- Exercise input
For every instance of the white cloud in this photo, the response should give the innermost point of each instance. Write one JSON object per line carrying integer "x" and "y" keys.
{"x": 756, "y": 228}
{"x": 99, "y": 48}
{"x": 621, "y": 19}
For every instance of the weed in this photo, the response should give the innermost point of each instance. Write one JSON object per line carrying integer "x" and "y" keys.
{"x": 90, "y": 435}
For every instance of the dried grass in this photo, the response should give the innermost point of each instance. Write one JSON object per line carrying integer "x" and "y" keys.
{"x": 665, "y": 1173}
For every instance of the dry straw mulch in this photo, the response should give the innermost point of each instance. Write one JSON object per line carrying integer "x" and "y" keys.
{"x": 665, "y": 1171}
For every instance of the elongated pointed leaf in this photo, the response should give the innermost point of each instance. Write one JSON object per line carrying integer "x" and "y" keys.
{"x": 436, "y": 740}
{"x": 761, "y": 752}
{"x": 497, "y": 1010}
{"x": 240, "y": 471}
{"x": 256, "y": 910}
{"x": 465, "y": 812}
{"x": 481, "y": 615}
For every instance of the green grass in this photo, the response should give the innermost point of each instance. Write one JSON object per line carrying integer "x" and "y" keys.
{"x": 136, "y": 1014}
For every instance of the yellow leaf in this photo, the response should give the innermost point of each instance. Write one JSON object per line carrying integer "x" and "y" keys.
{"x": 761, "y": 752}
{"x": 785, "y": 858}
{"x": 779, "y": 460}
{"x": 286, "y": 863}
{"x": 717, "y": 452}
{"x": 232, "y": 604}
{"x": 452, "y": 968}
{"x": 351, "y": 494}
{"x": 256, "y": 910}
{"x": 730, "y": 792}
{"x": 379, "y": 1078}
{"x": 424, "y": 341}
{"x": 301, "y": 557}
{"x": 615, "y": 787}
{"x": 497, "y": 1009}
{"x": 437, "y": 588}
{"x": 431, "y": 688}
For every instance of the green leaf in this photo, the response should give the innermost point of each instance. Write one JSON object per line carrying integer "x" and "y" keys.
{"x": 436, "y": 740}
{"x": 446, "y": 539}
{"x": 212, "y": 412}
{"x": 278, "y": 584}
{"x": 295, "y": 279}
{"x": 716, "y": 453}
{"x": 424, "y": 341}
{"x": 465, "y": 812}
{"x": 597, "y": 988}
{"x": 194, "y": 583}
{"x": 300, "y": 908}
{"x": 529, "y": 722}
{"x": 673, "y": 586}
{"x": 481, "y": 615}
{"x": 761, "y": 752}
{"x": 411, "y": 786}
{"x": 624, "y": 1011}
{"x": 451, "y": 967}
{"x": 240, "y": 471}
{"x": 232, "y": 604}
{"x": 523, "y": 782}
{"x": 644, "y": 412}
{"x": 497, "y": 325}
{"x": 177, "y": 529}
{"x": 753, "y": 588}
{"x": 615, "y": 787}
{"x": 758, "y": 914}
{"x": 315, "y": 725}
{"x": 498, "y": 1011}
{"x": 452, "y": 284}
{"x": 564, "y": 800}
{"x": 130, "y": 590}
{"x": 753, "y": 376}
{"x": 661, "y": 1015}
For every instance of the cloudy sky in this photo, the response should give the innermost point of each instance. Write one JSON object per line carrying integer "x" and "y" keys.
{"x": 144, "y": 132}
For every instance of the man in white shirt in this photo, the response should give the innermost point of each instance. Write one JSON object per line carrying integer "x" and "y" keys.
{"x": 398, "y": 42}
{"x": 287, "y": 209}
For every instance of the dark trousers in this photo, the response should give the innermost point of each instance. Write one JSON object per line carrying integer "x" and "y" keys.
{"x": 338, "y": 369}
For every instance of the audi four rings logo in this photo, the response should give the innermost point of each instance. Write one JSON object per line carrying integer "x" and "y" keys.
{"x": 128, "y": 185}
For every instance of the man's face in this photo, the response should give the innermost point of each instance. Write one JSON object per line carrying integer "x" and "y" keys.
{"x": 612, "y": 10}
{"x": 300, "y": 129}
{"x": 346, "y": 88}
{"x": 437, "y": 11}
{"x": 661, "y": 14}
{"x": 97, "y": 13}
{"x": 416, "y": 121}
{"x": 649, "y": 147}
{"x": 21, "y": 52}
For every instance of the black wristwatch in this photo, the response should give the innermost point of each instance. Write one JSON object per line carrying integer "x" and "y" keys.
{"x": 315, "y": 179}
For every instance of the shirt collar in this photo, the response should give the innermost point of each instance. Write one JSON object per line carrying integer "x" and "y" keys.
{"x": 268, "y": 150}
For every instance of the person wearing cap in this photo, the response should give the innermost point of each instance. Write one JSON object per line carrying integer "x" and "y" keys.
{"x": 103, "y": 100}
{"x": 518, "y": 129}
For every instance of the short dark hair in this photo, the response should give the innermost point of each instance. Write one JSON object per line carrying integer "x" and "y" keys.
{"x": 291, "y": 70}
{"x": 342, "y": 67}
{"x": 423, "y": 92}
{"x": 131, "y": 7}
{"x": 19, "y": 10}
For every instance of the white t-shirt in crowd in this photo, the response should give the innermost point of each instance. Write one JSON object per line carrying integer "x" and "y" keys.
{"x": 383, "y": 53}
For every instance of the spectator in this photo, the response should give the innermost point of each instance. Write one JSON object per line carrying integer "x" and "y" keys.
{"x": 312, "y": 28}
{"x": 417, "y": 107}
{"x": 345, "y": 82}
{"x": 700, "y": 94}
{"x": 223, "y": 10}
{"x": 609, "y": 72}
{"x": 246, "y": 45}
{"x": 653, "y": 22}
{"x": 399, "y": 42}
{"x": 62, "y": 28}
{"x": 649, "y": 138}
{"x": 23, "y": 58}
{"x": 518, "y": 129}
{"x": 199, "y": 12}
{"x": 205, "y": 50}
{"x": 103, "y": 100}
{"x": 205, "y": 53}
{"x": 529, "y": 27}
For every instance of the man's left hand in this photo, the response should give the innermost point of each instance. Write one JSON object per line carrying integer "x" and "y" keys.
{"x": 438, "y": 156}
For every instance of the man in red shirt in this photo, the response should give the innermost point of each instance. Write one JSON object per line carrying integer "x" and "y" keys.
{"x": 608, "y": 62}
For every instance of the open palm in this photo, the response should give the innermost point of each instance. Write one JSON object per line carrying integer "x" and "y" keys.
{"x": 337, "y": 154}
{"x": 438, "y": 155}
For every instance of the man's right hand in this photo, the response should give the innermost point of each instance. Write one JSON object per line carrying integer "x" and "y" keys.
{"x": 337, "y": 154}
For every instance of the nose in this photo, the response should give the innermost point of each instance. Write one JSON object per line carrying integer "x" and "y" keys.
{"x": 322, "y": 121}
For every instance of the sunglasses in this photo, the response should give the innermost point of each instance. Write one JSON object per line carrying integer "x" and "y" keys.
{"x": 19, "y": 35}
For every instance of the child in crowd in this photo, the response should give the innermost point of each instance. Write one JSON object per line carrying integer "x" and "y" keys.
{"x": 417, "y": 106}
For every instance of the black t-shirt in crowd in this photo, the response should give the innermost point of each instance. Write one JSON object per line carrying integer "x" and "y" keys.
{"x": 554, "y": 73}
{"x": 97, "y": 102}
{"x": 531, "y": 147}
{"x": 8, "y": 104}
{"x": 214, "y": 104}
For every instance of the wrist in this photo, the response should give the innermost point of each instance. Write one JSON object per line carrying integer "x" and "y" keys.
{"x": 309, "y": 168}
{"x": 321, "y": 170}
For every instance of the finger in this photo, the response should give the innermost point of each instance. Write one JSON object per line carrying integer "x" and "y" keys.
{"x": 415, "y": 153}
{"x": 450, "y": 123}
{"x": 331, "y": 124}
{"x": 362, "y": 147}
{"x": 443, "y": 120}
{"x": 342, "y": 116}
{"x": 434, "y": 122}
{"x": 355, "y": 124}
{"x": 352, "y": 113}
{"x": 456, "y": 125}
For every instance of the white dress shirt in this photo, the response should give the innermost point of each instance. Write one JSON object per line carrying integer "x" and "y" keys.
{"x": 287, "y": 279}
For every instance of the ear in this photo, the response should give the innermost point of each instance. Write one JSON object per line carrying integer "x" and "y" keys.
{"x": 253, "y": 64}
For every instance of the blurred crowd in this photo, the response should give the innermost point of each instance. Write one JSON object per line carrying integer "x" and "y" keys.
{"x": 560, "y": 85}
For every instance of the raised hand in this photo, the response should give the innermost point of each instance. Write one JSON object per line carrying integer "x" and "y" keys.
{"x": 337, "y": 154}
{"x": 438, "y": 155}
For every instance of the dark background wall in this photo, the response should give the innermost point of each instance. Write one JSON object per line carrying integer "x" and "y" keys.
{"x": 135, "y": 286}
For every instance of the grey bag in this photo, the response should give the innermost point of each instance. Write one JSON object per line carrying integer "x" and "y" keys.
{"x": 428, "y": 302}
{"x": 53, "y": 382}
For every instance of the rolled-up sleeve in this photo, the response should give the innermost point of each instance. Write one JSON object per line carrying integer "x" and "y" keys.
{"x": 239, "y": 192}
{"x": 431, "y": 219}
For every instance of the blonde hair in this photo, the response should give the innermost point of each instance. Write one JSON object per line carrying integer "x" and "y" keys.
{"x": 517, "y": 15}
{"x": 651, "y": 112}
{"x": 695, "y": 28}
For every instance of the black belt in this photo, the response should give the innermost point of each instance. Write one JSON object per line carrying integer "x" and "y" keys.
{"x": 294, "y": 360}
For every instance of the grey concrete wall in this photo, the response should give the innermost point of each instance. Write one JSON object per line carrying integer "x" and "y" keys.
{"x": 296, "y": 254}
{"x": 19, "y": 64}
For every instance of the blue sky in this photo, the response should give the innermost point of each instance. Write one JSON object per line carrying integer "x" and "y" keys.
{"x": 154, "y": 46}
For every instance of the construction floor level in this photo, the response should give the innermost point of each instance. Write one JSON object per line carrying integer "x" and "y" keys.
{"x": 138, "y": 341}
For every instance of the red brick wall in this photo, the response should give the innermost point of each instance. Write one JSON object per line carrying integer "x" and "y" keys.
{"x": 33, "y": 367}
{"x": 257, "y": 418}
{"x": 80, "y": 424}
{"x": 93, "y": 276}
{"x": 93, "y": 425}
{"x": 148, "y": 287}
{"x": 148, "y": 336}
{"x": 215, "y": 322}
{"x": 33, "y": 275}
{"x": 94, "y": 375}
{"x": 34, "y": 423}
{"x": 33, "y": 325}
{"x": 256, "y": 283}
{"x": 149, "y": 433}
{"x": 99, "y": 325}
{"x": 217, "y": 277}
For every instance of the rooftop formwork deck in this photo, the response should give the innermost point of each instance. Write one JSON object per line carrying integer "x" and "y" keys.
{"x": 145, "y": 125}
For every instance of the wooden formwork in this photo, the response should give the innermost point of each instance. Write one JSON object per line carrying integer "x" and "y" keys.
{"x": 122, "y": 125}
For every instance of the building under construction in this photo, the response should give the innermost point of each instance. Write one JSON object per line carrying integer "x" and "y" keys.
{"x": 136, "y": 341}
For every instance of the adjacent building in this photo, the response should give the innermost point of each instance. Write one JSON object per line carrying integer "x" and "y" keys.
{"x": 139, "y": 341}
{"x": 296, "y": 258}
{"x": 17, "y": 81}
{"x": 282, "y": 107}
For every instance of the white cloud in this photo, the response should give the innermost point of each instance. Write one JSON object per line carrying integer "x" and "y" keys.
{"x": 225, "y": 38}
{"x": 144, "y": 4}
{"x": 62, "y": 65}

- Problem requirements
Set down only these lines, exactly: the line containing "For every instance of the rooftop" and each line after it, through the end of the listing.

- Task solution
For every instance of the rooftop formwork deck in this photo, the response should give the innermost point of each instance. Write one JSON object per line carrying integer "x" and "y" keys.
{"x": 145, "y": 125}
For every instance of the wooden formwork in this photo, the response should give the innermost point of each instance. Write one JSON object per line carrying integer "x" and "y" keys.
{"x": 122, "y": 125}
For every instance of the building under construction in this photo, the response should give the innermost point of each instance. Write one JSON object per line carrying integer "x" and "y" keys.
{"x": 136, "y": 341}
For every instance of the adjacent building in this photo, the response should give the innermost point of each instance. Write one JSON object per line carrying integer "x" and "y" keys.
{"x": 139, "y": 341}
{"x": 296, "y": 258}
{"x": 17, "y": 81}
{"x": 282, "y": 107}
For every instance of the white cloud in this photo, the response should give the innermost point of each instance. Write one JSON object per line carrying integer "x" and "y" keys.
{"x": 225, "y": 38}
{"x": 144, "y": 4}
{"x": 62, "y": 65}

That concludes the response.